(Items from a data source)
'''

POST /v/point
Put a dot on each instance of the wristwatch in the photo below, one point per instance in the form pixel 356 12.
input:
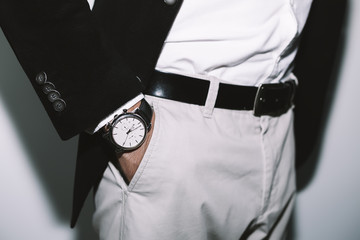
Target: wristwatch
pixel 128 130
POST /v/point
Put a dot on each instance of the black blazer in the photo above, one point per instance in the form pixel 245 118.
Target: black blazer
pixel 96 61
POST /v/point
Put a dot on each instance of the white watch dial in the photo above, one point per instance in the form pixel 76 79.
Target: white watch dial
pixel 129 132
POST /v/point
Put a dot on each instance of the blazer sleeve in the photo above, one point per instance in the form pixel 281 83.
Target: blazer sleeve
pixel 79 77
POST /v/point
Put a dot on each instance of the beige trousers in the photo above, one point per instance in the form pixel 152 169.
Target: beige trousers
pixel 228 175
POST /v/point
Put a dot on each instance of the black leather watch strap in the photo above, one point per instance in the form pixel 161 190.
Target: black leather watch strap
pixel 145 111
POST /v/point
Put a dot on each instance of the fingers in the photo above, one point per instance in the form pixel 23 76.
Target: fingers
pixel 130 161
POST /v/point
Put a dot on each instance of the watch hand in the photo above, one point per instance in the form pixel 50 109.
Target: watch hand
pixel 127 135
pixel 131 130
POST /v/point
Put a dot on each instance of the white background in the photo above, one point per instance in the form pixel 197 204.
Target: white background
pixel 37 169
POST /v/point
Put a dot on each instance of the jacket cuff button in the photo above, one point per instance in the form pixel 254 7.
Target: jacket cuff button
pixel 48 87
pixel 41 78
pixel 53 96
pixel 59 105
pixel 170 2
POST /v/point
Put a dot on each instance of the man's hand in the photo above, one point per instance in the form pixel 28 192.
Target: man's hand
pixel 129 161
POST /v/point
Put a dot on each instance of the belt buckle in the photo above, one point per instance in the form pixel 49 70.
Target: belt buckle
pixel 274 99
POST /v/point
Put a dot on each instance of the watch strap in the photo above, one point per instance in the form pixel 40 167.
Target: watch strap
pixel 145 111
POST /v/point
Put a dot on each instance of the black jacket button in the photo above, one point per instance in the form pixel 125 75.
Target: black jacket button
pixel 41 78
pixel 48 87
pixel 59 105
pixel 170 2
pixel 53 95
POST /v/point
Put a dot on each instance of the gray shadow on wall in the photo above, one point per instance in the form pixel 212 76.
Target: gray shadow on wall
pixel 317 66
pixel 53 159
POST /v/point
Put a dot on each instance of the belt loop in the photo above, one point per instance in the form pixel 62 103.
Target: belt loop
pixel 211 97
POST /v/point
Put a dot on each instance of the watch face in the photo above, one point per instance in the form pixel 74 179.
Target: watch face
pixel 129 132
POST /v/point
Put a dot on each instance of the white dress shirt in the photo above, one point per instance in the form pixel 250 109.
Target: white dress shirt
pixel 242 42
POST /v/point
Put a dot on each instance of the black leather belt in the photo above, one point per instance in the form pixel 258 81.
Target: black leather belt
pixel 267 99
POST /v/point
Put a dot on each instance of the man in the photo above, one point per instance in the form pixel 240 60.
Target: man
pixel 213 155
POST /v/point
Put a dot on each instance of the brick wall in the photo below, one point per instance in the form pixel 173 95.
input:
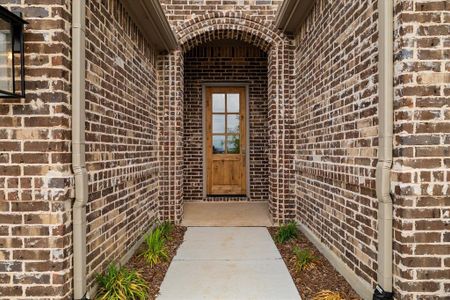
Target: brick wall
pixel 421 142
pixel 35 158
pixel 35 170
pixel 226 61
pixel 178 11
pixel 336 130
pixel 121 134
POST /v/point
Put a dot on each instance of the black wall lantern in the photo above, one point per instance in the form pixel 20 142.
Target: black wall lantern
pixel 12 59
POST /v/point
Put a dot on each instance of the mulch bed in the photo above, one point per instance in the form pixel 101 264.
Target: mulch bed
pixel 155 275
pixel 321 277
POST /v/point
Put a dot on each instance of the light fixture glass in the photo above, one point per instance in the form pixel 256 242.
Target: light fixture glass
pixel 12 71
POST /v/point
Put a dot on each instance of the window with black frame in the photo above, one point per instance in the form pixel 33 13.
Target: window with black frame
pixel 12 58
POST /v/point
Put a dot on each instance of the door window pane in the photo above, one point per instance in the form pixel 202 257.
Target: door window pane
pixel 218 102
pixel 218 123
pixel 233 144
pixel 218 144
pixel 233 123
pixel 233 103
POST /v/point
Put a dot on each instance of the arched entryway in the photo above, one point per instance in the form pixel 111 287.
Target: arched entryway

'''

> **What the exercise asks**
Rewrite every one of the lines above as a numbered list, skipping any blank lines. Leave the pictures out of your answer.

> **Task answer**
1. POST /v/point
2. Put a dot on each instance of the wristwatch in the photo below, one point per instance in the form pixel 356 12.
3. input:
4. Target: wristwatch
5. pixel 128 130
6. POST /v/point
7. Put a dot on each instance of the black blazer in the photo above, one point per instance in the form pixel 245 118.
8. Target: black blazer
9. pixel 96 61
10. POST /v/point
11. Put a dot on each instance of the white watch dial in the photo above, one point per instance in the form pixel 76 79.
12. Target: white watch dial
13. pixel 129 132
14. POST /v/point
15. Put a dot on each instance of the blazer sleeve in the photo above, one point per instance in the form pixel 281 83.
16. Target: blazer sleeve
17. pixel 79 77
18. POST /v/point
19. Put a dot on each instance of the beige trousers in the photo above, one point per instance in the form pixel 152 169.
20. Target: beige trousers
21. pixel 228 175
22. POST /v/point
23. Put a dot on each instance of the black leather watch strap in the photo above, one point per instance in the form pixel 161 190.
24. Target: black leather watch strap
25. pixel 145 111
26. POST /v/point
27. Put a dot on each instance of the fingers in the photo above, one point per instance in the form pixel 23 76.
28. Target: fingers
29. pixel 130 161
30. POST /v/point
31. Put a dot on each instance of the watch hand in the photo above, one point per instance in the form pixel 50 109.
32. Target: watch hand
33. pixel 127 135
34. pixel 131 130
35. POST /v/point
36. Put a dot on each instance of the white background in the photo above, one point per instance in the form pixel 197 204.
37. Target: white background
38. pixel 37 169
39. POST /v/point
40. Put a dot on each instance of the jacket cuff button in the photo above, one point per instance in the form pixel 254 7.
41. Target: jacket cuff button
42. pixel 48 87
43. pixel 41 78
44. pixel 53 96
45. pixel 59 105
46. pixel 170 2
47. POST /v/point
48. Put a dot on each instance of the man's hand in the photo above, one point per instance in the form pixel 28 192.
49. Target: man's hand
50. pixel 129 161
51. POST /v/point
52. Put a dot on each instance of the belt buckle in the photo above, one point per instance in the form pixel 49 70.
53. Target: belt buckle
54. pixel 274 99
55. POST /v/point
56. Put a dot on each instance of the watch strap in the photo above, one point per instance in the form pixel 40 167.
57. Target: watch strap
58. pixel 145 111
59. POST /v/point
60. Put a dot on each instance of the black jacket button in the photo above, one point per instance in the form pixel 125 75.
61. Target: black jacket button
62. pixel 41 78
63. pixel 48 87
64. pixel 59 105
65. pixel 170 2
66. pixel 53 95
67. POST /v/point
68. Put a dot on each instance of the gray shadow on wall in the photo above, one point per instance in the form pixel 212 76.
69. Target: gray shadow on wall
70. pixel 317 66
71. pixel 53 159
72. POST /v/point
73. Put a dot on each instance of the belt loop in the photo above, one point per instance in the form pixel 62 103.
74. Target: belt loop
75. pixel 211 97
76. POST /v/point
77. Put a dot on each instance of the watch face in the photo above, one point per instance in the form pixel 74 179.
78. Target: watch face
79. pixel 129 132
80. POST /v/point
81. Put a dot on each instance of the white dress shirt in the photo above, one point per instance in the form pixel 250 109.
82. Target: white dress shirt
83. pixel 242 42
84. POST /v/point
85. Put a dot on each instance of the black leather belt in the photo above, one point per instance in the form pixel 258 81.
86. Target: black leather belt
87. pixel 267 99
88. POST /v/point
89. Put a dot on each instance of the man in the photo above, one point per instance in the form pixel 240 60.
90. Target: man
91. pixel 213 155
92. POST /v/point
93. Put a dot on each instance of the brick wall in the photo below, one point per instance in the form pixel 173 95.
94. input:
95. Target: brick wall
96. pixel 421 142
97. pixel 35 158
98. pixel 35 170
99. pixel 226 61
100. pixel 178 11
101. pixel 336 130
102. pixel 121 134
103. POST /v/point
104. Put a dot on each instance of the black wall lantern in the photo above, one point per instance in the form pixel 20 142.
105. Target: black wall lantern
106. pixel 12 59
107. POST /v/point
108. Put a dot on each instance of the mulch bed in the photo above, one point per instance in the form pixel 101 264.
109. Target: mulch bed
110. pixel 155 275
111. pixel 321 277
112. POST /v/point
113. Put a dot on each instance of the light fixture glass in the photo above, one point per instance in the form pixel 256 242.
114. Target: light fixture glass
115. pixel 12 71
116. POST /v/point
117. Put a dot on each instance of the window with black frame in the photo above, one point per instance in the form pixel 33 13.
118. Target: window with black frame
119. pixel 12 58
120. POST /v/point
121. Put a dot on each instance of the door window pane in the photo above, one point per instance in the form pixel 202 257.
122. Target: door window pane
123. pixel 218 102
124. pixel 218 123
125. pixel 233 144
126. pixel 218 144
127. pixel 233 123
128. pixel 233 103
129. POST /v/point
130. Put a dot on each instance of the arched entryway in the photo above, one point per instance in the form pixel 111 287.
131. Target: arched entryway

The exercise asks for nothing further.